- **Task details**:
Show every line of the records below that contains the string "plain", treating uppercase and lowercase as different.

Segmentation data

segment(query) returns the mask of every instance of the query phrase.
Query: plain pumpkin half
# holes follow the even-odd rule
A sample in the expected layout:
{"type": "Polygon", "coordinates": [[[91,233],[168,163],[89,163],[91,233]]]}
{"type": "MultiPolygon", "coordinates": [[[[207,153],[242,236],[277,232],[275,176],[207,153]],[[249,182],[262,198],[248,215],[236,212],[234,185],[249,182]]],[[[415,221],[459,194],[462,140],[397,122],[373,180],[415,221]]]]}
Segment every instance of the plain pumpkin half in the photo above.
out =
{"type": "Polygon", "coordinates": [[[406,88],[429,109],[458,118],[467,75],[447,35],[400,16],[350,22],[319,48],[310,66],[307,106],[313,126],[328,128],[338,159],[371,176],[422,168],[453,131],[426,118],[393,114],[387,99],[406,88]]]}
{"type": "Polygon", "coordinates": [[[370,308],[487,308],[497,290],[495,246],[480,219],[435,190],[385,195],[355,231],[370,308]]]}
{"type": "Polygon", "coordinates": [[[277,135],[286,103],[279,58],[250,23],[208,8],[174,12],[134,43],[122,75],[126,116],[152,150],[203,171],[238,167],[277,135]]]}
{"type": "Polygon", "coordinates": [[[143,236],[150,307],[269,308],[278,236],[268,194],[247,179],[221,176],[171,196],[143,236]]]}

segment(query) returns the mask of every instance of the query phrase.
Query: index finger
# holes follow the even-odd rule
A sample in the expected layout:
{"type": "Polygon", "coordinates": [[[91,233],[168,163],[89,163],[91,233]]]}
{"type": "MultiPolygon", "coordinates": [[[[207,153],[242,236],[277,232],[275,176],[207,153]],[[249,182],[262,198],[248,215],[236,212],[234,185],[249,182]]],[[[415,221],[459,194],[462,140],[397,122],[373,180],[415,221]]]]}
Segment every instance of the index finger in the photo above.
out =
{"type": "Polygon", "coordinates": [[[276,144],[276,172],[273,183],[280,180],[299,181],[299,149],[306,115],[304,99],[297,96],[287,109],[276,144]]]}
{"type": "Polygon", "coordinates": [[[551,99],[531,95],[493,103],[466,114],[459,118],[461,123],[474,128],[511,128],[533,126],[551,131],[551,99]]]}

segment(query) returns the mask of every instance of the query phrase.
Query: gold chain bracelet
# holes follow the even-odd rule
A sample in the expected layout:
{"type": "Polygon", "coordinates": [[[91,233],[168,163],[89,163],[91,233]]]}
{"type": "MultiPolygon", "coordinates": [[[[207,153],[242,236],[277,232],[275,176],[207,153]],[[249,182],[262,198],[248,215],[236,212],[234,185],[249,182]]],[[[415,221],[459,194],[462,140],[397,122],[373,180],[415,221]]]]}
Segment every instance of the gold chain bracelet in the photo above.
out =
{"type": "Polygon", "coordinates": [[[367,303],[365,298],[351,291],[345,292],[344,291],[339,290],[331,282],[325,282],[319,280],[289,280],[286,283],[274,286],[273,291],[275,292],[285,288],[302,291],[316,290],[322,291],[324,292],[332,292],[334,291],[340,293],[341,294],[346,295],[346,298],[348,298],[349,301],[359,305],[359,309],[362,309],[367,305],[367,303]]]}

- **Complete answer**:
Query: plain pumpkin half
Segment every instance of the plain pumpkin half in the photo above.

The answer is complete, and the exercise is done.